◆ **Data supplied**:
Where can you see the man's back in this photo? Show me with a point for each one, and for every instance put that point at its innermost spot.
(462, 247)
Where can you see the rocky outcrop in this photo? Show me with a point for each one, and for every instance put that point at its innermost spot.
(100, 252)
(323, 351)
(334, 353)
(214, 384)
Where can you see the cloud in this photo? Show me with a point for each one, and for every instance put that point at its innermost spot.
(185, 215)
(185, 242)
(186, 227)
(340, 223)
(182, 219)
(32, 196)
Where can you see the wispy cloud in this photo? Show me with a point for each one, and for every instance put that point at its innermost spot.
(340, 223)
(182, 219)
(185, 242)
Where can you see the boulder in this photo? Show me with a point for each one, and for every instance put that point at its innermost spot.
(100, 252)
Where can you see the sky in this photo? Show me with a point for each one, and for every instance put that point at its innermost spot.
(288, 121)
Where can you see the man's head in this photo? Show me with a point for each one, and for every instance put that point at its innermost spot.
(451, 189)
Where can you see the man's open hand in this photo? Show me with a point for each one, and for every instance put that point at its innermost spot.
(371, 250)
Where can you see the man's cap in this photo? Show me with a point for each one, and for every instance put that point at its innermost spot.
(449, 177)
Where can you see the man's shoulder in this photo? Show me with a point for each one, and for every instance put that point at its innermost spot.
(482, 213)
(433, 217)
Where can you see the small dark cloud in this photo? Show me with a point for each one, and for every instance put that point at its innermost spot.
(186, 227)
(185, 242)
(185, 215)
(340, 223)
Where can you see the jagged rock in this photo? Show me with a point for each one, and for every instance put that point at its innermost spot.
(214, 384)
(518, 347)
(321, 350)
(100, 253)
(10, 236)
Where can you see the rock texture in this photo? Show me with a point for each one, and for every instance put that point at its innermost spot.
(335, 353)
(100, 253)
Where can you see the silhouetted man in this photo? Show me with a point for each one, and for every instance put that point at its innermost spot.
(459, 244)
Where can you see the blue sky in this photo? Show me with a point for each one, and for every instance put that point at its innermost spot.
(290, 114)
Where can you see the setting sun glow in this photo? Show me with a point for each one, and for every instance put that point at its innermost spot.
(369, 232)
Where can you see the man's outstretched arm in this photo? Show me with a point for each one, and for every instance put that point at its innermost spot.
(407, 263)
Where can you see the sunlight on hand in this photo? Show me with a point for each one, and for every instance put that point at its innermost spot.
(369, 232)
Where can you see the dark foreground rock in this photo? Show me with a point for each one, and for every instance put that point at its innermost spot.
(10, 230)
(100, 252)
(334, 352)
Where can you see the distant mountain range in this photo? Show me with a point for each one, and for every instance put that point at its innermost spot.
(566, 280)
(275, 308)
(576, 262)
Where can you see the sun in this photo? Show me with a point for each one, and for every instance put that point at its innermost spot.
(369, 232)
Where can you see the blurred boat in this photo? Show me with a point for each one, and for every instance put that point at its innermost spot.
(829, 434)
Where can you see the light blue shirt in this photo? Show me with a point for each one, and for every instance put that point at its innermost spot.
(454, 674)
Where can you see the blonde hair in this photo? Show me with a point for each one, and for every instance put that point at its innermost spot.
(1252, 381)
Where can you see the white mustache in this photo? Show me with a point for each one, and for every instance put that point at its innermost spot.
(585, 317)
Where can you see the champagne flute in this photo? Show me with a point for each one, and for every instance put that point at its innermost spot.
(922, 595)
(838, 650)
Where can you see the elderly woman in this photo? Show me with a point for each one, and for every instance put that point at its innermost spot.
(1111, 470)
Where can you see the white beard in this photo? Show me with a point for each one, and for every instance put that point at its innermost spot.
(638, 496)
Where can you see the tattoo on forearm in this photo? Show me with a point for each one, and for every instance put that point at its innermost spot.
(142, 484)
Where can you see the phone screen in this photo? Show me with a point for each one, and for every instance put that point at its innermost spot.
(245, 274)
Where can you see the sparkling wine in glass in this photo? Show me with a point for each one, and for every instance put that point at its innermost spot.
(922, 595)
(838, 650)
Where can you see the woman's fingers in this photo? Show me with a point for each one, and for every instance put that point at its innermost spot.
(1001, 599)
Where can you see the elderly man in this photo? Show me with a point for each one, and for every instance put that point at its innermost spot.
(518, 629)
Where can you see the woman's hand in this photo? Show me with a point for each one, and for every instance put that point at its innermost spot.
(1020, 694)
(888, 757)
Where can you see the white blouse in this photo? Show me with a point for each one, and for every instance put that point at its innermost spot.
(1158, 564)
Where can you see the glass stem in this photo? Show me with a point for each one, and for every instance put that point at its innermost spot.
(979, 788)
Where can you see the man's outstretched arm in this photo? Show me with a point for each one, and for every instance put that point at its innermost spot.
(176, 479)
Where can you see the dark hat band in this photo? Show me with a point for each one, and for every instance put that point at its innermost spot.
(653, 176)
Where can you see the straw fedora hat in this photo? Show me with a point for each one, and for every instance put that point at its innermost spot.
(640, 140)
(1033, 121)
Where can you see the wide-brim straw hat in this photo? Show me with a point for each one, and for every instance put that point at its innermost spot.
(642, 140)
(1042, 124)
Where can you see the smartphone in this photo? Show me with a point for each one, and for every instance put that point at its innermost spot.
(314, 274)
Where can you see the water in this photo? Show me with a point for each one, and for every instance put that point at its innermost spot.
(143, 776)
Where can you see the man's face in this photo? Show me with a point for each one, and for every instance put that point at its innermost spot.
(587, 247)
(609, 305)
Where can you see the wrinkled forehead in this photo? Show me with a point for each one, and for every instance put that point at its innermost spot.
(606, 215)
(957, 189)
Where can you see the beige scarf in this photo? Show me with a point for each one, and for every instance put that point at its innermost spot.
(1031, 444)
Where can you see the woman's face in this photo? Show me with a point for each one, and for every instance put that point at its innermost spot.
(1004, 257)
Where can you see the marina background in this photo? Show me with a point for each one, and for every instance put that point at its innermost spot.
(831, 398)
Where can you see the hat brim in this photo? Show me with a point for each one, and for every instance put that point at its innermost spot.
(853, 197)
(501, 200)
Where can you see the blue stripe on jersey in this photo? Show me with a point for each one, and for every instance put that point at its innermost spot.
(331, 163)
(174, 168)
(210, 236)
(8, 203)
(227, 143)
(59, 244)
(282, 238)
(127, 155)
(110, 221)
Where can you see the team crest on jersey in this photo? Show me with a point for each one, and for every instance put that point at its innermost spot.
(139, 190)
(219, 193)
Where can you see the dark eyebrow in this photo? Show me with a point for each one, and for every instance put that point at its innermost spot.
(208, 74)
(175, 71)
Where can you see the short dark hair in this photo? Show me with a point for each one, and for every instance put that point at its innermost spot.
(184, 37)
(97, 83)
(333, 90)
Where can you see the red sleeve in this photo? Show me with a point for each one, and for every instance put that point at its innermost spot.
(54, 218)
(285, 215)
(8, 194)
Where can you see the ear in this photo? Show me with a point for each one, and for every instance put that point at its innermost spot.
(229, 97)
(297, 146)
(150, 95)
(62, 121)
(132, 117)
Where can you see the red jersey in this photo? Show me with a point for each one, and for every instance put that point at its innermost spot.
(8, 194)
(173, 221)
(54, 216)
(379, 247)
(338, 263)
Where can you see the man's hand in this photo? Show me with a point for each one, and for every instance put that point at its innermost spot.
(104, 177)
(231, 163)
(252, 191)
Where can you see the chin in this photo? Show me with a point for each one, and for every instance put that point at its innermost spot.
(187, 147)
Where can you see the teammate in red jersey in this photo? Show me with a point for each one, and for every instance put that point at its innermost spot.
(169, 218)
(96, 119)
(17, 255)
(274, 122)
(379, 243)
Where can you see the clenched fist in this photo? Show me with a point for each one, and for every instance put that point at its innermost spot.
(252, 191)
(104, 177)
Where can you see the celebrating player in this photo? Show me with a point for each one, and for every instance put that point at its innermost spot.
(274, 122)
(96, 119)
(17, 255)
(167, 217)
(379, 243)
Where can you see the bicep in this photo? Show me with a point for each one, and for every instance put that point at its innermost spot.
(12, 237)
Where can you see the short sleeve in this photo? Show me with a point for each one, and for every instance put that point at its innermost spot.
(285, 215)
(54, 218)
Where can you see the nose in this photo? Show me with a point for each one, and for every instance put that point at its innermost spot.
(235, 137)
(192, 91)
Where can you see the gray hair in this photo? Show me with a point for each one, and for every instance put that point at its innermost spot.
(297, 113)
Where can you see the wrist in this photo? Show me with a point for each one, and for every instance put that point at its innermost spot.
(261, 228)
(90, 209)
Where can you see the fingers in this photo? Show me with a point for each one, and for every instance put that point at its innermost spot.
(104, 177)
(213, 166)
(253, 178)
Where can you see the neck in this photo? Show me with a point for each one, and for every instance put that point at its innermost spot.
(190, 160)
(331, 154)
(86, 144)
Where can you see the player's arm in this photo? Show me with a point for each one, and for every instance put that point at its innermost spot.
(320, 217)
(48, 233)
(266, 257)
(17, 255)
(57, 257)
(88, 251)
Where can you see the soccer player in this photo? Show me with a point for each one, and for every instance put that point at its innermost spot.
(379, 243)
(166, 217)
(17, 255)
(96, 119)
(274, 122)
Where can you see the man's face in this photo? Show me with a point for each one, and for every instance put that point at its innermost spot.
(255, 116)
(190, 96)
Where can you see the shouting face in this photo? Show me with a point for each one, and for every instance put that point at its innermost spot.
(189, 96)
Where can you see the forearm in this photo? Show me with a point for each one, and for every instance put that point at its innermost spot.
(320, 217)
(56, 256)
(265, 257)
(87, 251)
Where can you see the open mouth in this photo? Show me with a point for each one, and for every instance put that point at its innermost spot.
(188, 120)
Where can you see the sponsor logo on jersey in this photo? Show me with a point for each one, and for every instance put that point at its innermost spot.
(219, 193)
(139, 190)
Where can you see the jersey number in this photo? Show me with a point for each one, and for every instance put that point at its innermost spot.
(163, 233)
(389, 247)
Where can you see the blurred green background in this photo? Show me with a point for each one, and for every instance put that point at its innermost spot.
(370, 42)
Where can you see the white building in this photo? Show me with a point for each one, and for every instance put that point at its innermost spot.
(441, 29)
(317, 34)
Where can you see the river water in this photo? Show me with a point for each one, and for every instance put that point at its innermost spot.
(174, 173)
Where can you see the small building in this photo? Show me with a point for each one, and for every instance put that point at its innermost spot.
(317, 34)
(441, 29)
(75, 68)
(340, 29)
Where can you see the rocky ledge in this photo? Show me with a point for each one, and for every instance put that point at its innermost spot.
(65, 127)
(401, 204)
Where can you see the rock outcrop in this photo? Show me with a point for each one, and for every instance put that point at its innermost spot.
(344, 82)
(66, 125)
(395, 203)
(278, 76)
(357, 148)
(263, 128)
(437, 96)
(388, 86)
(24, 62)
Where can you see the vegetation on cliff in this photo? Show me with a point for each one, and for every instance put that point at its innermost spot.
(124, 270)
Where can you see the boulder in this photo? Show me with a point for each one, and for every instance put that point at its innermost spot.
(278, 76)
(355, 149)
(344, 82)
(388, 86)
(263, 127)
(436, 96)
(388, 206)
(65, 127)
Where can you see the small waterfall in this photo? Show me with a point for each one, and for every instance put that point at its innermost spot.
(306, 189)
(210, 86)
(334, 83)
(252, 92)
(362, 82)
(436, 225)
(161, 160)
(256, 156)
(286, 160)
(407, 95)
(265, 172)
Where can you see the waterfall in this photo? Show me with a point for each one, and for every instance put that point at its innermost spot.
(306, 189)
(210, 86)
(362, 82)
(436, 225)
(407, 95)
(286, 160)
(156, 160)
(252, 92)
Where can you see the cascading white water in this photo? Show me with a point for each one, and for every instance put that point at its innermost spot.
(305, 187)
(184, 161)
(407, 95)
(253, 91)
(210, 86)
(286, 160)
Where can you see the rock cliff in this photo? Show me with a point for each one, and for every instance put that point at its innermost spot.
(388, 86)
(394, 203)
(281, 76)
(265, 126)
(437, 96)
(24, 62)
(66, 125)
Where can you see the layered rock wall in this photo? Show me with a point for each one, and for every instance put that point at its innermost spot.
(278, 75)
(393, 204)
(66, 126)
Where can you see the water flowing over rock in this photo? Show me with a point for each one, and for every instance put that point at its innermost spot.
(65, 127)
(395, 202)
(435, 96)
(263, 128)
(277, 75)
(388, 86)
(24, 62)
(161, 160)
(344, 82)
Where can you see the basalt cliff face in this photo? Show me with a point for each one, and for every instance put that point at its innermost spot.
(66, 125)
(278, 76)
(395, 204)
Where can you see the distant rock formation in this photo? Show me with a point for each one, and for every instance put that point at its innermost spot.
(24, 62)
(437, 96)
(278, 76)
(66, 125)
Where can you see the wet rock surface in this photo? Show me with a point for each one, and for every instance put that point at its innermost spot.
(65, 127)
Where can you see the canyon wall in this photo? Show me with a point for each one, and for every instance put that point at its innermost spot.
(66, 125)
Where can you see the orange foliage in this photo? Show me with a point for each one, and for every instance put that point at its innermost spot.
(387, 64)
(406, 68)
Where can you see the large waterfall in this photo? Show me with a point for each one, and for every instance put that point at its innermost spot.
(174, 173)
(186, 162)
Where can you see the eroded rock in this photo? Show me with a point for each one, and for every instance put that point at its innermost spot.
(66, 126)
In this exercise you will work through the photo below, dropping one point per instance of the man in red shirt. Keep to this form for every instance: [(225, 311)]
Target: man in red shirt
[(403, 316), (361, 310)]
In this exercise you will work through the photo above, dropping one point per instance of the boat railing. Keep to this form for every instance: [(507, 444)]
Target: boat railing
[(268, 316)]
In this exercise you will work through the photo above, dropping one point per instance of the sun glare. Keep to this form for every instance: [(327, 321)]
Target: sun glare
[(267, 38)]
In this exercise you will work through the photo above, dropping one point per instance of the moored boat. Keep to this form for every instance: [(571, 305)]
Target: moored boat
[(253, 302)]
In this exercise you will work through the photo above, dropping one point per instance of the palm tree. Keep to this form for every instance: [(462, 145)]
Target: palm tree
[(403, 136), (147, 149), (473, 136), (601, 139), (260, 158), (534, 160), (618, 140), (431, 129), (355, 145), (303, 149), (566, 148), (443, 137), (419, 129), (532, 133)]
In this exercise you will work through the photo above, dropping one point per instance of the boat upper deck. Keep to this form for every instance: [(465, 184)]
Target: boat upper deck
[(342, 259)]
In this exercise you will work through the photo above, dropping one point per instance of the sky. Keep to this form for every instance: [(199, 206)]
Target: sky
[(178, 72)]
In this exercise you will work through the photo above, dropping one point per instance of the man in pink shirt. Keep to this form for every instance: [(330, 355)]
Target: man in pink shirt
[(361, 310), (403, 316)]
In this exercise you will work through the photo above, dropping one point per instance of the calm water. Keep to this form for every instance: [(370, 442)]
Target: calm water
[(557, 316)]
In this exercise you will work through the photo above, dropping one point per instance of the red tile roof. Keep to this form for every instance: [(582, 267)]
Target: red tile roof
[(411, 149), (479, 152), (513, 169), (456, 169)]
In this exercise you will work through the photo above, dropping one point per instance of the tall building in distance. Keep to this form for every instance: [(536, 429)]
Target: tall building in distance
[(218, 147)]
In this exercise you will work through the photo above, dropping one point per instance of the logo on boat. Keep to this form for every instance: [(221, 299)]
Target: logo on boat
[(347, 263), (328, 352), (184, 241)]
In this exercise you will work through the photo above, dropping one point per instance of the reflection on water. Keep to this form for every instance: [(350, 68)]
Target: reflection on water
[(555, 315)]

◆ **Required action**:
An exact copy of the lines above, from the one containing "Target: tall building in distance" through the one containing "instance: [(350, 68)]", is the whole of the answer.

◆ **Solution to the problem**:
Target: tall building in distance
[(218, 147)]
In this exercise you will work through the photo above, dropping one point per instance of the logo on boat. Keep to this form for every instance: [(221, 299)]
Target: logo on boat
[(347, 263), (328, 352), (184, 241)]
In this exercise you will work through the photo above, dropping one point per instance of the reflection on water. Keep to this form for every instance: [(350, 68)]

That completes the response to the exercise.